*PARTS OF THE EXERCISE:*
[1] List the usernames of everyone who posts in the thread on free-roaming goats.
[2] Carry the thread on free-roaming goats forward from its last post.

>> begin PASSAGE TO READ

# Free Roaming Goats



## warthog (Sep 2, 2009)

Not sure if this post is in the right category, sorry if it's not.

Does anyone let there goats have free roam?

We are in the process of fencing off our bush area and making a pasture area for our goats.

We thought we might try supervised free-roaming.

We have three cats and two large dogs!!

Today we let our chicks free-roam, (they have been confined to their pen up until now).

We have not had any problems with the dogsd and cats trying to attack the chicks.

Any thoughts or suggestions out there please!!


----------



## trestlecreek (Sep 2, 2009)

Well, it really depends on where you live, who your neighbors are, etc... a lot of variables.


----------



## lupinfarm (Sep 2, 2009)

Lots or variables. I'm very wary about letting any animal free roam here not because of coyotes, or foxes or anything like that... but because of this stupid LGD that keeps coming over here!!! ... There is an enormous Akbash from a farm 2 roads over that keeps wandering over here (he roams about 700 acres with free roaming cattle, sheep, goats, etc.) and he comes at night which scares the crap out of me now. 

For the chickens I put up some plastic hardware clothe/plastic chicken wire on step in plastic posts which allows me to "fence in" a large area so they won't wander off into the dog area (the dog is on a chain). 

For goats, I'd be training/putting up electric to rotate around a large brush pasture.

>> end PASSAGE TO READ
>> begin EXTRACTED ENTRIES

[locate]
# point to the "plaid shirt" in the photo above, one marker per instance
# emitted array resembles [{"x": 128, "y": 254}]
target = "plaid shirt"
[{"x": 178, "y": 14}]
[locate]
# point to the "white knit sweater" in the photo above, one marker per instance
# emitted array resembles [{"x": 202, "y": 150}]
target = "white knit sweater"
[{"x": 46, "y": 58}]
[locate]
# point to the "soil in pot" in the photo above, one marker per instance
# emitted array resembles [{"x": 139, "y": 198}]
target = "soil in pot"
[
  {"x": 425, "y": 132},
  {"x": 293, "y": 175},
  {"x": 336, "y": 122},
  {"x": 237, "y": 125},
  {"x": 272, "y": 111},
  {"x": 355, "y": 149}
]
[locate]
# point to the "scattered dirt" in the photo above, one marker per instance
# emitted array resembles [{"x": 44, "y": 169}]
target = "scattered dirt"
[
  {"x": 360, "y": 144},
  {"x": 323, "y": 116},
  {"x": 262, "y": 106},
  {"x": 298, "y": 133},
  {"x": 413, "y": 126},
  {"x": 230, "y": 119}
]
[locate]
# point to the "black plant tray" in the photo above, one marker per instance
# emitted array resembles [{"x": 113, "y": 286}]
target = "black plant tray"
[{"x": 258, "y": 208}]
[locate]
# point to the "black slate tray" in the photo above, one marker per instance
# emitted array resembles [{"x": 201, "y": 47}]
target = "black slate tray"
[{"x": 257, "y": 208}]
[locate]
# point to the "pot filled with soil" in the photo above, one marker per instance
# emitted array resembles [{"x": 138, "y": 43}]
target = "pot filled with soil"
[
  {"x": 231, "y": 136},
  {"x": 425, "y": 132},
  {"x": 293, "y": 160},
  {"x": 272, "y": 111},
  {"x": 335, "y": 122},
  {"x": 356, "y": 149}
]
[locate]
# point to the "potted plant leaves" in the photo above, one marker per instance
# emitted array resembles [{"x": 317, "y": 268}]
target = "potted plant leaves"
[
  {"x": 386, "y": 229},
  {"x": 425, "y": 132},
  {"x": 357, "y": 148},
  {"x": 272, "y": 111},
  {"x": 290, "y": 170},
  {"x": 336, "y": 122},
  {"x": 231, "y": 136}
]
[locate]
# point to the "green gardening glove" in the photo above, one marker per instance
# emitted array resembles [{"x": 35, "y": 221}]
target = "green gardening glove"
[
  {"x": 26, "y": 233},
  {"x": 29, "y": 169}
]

>> end EXTRACTED ENTRIES

*ANSWERS TO EACH TASK:*
[1] warthog, trestlecreek, lupinfarm

[2]
----------



## freemotion (Sep 2, 2009)

You might enjoy the book "Goat Song" by Brad Kessler.  It is about his and his wife's first year with goats.  He talks a lot about the history of herding and of taking his goats into the woods to browse every day.  It is a sweet book.  It just came out this year.


----------



## beefy (Sep 3, 2009)

i would love to let mine free range but they wont unless i stay right with them. if i try to sneak off they start crying and come looking for me. so i have to put them in a fenced in area.


----------



## skyesrocket (Sep 3, 2009)

"We thought we might try supervised free-roaming."

   That is one of the joys of goat keeping. It does depend on your goats and how friendly they are towards you. Actually as long as your alpha female is people friendly and will follow you the rest of your herd will follow her.
   Maybe you could let us know more about what it is you want to do and how many goats you have.


----------



## fadetopurple (Sep 3, 2009)

-


----------



## ohiofarmgirl (Sep 3, 2009)

i'd say fence just to protect them from dogs and such... you could do mobile electric and move them around???


----------



## warthog (Sep 3, 2009)

The book sounds wonderful, I will try and search it out.

I was hoping to try the free roaming today, but had to be out most of the time, 6 hour round trip getting hay. Ah Belize is wonderful

I will give it a go over the next few days, I am concerned about all my lovely plants and flowers I have around the house, but we will see.

I am lucky in that our neighbours are quite a distance away and that we don't get any stray dogs, our own dogs will not allow that.

Our dogs are quite fiendly to all our animals, and I am sure they will be with the goats once they are used to them roaming free.  But all will be supervised.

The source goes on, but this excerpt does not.